# REQUEST
Which lines in the material below contain the word "front"? Extract each of them unchanged.

----- DATA SECTION

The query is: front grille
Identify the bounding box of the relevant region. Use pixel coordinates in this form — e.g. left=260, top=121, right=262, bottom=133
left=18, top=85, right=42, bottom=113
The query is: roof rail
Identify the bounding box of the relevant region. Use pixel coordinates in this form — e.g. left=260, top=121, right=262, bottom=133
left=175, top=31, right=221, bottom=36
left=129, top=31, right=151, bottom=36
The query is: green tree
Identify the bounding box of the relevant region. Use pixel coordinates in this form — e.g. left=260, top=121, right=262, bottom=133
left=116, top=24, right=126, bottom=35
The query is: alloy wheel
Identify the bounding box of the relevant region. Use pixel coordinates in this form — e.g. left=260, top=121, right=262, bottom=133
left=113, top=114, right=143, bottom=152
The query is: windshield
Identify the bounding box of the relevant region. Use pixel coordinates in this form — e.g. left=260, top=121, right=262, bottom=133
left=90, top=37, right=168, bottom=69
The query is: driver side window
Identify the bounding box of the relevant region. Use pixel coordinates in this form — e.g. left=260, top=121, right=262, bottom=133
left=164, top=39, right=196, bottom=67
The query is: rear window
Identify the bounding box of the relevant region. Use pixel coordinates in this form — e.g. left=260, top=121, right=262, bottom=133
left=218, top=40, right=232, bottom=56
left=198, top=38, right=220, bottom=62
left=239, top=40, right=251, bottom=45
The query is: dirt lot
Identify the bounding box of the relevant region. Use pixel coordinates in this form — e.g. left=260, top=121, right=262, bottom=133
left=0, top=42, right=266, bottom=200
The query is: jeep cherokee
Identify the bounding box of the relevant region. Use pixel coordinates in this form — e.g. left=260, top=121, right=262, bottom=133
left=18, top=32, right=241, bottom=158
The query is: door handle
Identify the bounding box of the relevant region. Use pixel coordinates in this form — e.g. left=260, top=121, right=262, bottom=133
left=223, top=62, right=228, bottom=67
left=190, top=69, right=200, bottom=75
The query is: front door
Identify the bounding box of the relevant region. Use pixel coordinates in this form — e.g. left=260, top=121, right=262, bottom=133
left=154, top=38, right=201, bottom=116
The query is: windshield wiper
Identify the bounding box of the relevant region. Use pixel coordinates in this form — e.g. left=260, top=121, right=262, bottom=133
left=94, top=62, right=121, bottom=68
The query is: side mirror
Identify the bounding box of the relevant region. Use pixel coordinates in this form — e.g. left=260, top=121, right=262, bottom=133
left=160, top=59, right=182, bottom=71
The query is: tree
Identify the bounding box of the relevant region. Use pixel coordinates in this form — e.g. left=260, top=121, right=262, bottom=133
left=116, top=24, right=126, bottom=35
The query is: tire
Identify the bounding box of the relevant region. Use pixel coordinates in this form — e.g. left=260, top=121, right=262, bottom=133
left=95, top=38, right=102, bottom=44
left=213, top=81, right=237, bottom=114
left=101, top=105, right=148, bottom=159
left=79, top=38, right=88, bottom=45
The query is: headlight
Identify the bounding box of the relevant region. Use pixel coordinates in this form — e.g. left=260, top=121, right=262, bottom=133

----------

# THE COMPLETED TASK
The query is: front grille
The query is: front door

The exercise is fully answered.